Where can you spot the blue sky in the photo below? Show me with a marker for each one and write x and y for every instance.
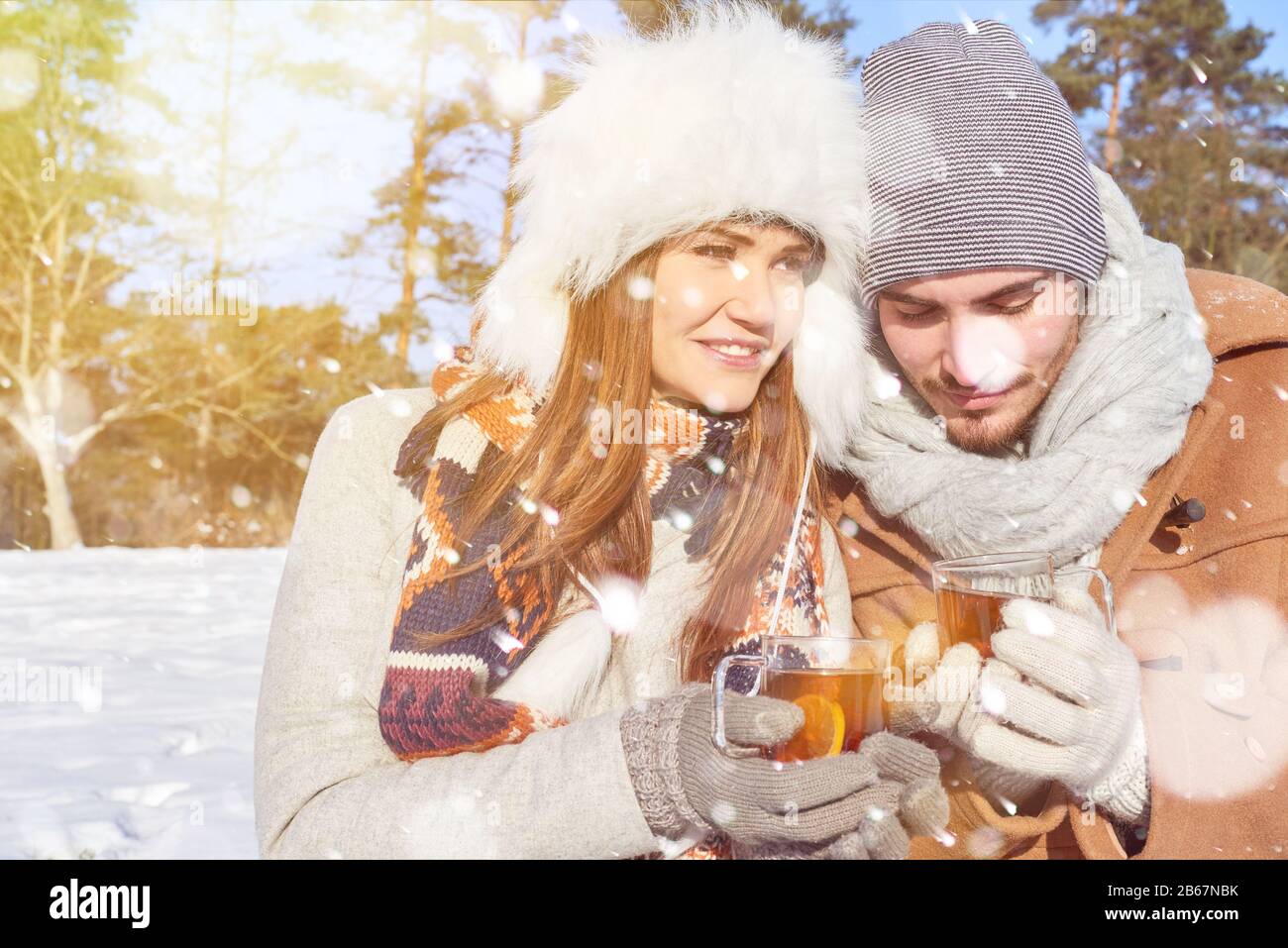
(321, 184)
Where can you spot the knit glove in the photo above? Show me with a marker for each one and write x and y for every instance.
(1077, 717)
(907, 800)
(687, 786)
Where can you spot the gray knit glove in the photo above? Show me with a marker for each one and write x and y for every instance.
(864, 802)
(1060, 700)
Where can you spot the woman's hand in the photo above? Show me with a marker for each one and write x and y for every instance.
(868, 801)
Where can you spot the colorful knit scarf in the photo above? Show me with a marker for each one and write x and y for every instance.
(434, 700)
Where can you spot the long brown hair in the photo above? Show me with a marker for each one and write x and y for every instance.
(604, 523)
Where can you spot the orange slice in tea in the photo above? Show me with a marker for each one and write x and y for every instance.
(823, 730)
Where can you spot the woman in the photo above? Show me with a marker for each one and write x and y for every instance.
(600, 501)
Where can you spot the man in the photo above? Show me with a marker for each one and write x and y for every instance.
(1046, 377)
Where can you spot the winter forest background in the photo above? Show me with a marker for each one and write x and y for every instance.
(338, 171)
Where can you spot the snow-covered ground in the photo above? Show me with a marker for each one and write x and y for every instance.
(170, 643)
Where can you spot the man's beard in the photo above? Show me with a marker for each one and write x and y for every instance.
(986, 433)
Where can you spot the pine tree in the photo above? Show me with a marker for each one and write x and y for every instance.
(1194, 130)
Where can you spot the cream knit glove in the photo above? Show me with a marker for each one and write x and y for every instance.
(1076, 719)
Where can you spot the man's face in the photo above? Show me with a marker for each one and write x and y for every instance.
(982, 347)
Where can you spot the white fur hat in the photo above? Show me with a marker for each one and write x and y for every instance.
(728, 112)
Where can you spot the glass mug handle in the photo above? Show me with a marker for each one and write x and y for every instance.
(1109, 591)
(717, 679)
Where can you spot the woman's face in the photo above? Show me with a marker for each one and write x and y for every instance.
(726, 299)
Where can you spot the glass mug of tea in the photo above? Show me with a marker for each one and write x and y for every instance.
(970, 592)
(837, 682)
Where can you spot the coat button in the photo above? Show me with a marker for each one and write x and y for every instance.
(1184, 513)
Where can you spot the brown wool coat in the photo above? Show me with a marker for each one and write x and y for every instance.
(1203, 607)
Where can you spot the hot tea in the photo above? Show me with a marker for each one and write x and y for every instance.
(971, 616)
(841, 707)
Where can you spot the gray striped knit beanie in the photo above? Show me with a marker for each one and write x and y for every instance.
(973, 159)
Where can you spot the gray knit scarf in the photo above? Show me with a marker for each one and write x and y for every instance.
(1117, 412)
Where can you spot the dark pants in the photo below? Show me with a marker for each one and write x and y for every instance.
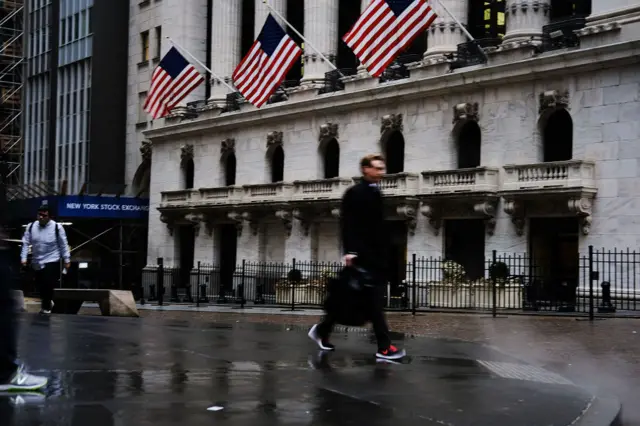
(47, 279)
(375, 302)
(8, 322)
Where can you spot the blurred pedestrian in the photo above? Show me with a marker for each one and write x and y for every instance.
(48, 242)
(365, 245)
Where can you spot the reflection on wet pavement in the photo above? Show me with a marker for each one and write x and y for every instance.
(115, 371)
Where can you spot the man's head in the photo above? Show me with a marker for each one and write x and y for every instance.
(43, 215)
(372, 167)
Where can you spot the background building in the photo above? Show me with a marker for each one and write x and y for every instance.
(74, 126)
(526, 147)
━━━━━━━━━━━━━━━━━━━━━━━━━━━━━━
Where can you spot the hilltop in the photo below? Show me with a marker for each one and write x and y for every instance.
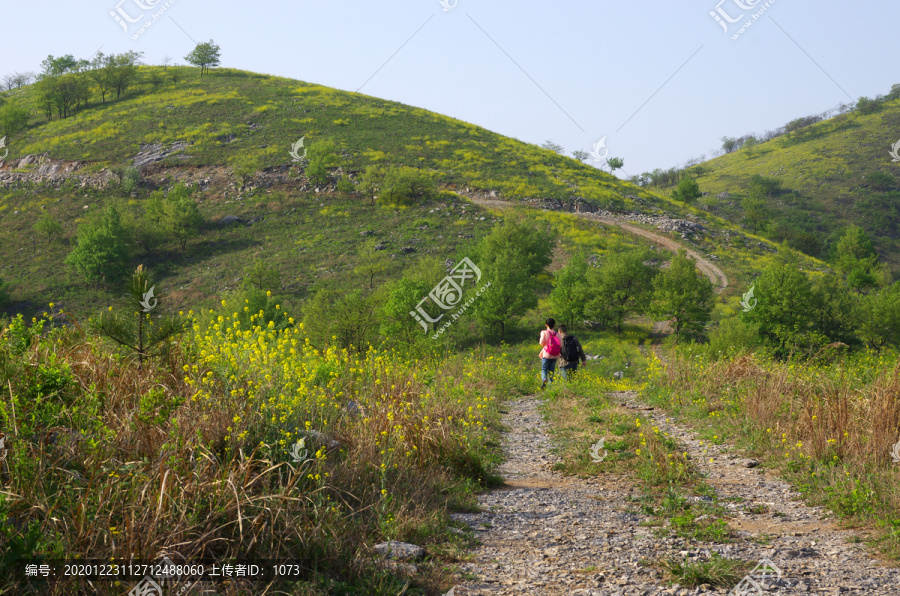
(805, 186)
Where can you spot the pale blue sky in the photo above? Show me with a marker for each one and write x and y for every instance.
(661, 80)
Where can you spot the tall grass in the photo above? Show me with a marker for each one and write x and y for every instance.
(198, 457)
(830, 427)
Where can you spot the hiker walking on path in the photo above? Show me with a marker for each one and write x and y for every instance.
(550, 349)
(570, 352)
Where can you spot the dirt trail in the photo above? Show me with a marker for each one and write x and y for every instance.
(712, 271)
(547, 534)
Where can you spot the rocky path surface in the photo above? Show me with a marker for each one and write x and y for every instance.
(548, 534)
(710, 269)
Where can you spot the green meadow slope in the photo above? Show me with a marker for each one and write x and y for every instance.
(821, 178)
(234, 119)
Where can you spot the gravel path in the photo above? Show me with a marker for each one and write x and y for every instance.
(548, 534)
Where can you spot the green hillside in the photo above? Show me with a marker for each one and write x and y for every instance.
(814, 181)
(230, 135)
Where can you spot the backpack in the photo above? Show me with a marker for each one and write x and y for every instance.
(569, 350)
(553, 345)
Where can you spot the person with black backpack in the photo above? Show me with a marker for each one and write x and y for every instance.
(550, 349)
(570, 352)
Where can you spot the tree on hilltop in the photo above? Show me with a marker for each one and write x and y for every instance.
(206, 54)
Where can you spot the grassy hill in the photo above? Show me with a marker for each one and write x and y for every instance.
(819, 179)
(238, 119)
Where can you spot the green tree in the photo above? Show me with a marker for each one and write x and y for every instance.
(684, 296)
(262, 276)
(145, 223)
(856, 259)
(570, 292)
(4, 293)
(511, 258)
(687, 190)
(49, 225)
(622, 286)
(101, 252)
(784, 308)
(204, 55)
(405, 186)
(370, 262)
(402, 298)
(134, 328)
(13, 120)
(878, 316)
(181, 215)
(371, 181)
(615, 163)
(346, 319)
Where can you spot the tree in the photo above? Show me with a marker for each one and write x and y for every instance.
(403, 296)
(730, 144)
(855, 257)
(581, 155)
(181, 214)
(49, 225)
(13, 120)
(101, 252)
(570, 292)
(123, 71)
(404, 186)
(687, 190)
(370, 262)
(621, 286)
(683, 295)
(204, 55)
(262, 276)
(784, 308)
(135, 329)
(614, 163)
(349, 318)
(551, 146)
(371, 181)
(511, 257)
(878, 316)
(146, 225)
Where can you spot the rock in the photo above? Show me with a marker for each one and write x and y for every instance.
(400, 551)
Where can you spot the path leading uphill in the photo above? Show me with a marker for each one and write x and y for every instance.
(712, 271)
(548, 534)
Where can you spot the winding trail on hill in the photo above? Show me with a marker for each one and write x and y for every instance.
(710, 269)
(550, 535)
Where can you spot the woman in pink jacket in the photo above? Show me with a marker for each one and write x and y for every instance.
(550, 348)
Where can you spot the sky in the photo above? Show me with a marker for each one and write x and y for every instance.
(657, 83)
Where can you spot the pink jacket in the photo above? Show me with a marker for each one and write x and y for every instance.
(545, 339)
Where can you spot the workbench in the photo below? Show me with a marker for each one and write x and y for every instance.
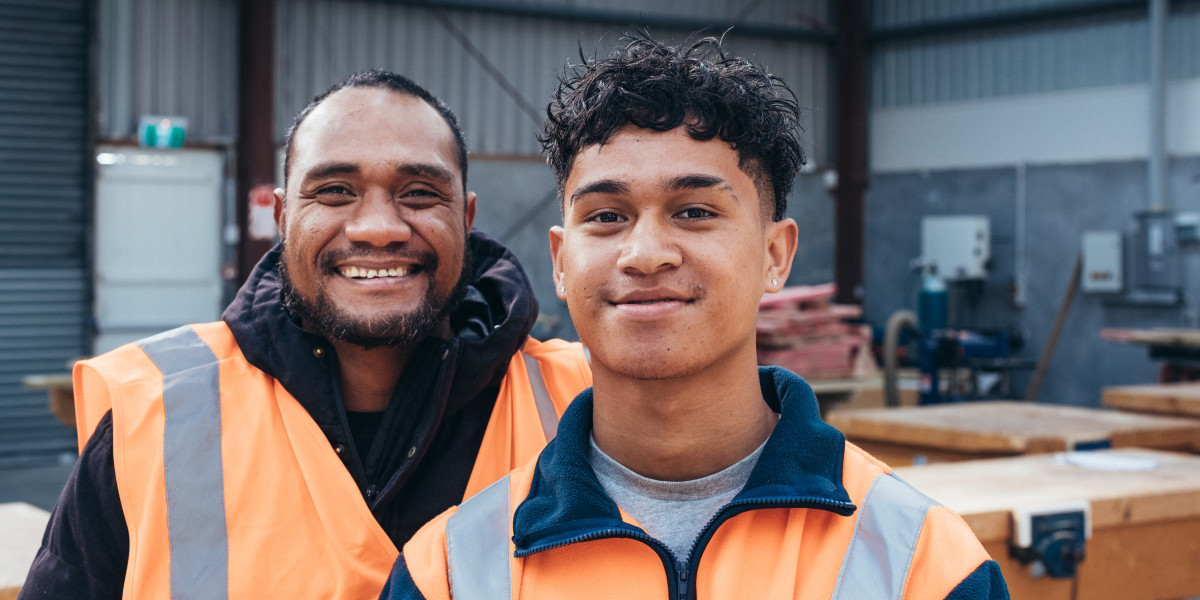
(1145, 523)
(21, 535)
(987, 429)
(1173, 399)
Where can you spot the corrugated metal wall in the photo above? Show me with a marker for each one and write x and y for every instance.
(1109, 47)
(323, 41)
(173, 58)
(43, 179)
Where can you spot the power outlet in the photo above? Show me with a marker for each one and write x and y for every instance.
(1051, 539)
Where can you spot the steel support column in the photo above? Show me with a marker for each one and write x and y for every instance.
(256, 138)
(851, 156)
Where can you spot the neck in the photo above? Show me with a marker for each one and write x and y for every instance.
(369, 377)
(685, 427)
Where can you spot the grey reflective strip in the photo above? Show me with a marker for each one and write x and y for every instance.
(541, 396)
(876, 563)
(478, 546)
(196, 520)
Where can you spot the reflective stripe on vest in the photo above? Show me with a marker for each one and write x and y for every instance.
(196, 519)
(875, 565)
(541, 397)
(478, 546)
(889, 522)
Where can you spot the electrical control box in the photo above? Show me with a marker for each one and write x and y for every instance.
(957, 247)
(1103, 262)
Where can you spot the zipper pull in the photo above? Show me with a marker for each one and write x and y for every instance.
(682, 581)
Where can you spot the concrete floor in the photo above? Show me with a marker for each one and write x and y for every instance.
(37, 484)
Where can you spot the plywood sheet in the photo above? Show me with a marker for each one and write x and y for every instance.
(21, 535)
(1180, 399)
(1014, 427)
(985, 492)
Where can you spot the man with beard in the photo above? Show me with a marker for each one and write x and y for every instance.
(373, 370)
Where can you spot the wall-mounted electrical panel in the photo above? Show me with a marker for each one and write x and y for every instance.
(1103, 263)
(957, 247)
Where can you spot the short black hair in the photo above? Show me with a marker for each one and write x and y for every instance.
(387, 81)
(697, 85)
━━━━━━━━━━━━━━━━━━━━━━━━━━━━━━
REQUIRED WORK:
Scale the records starting with the line that contains "Where can you spot the white" and going on through the line that contains "(1117, 412)". Write out every one of those lines again, requests included, with each x and y coordinate in the answers multiplied by 2.55 and rounded to a whole number, halves rounded up.

RESULT BELOW:
Where can you spot the white fur hat in the photo above? Show me with a marker for each one and write x and y for every instance.
(1856, 286)
Where can you spot the glass mug handle in the photo above? Show me with a marker for each one and write x and y for every instance.
(2828, 1507)
(1828, 1731)
Where can you spot the woman's face in the photo above? Show me with a marker for each one and write x and y for every instance.
(1851, 762)
Where can you spot the glass mug of tea in the photo above? Show me with a marker for each one and write x and y for every instance.
(2474, 1510)
(2134, 1739)
Where can you spot the coat button in the photo above? Show me with a marker for each one and write x and y for every instance.
(3019, 1308)
Where can you spot the brown wool coat in the photo above? Show me with a marker for each one and write x and y for every instance.
(3068, 1548)
Where can you spot the hot tea in the photo above? Show me with a marker for each one and write x and y for every instance.
(2476, 1571)
(2145, 1803)
Where can you spot the gray striped knit beanie in the photo above? Show me with a marker for each one and write x and y for every instance.
(2481, 405)
Where can you spot the gray knit scarf in the photo above? Show me with a marker for each one and write x and y for every instance.
(2848, 1051)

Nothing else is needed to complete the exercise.